_Dataset extract_
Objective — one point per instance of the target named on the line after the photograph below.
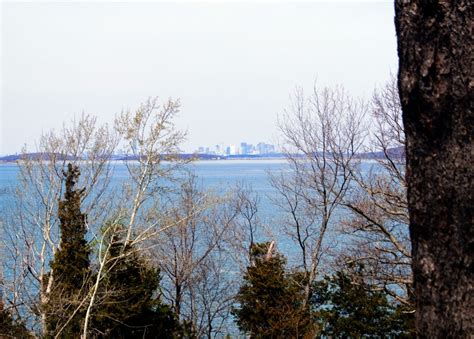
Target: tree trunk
(435, 80)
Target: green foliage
(129, 307)
(270, 299)
(70, 266)
(345, 306)
(9, 327)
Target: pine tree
(70, 267)
(270, 299)
(9, 327)
(345, 306)
(129, 307)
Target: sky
(232, 64)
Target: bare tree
(31, 228)
(322, 133)
(378, 222)
(151, 141)
(194, 259)
(435, 43)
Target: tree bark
(435, 80)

_Your instructions_
Rewrite every line of the records above, the "Target:" lines included, with each point coordinate multiplied by 0.3 and rounded to the nearest whole number, rounding halves up. Leave the pictures out of your answer.

_Response_
Objective — one point per instance of the target named on the line after the photograph below.
Target: tree trunk
(131, 24)
Target: green foliage
(39, 92)
(81, 90)
(21, 80)
(104, 92)
(3, 98)
Target: pine tree
(21, 80)
(81, 90)
(3, 98)
(104, 92)
(39, 92)
Target: sky
(70, 19)
Target: bare tree
(9, 68)
(97, 40)
(113, 67)
(45, 42)
(58, 78)
(131, 13)
Target: tree bark
(131, 24)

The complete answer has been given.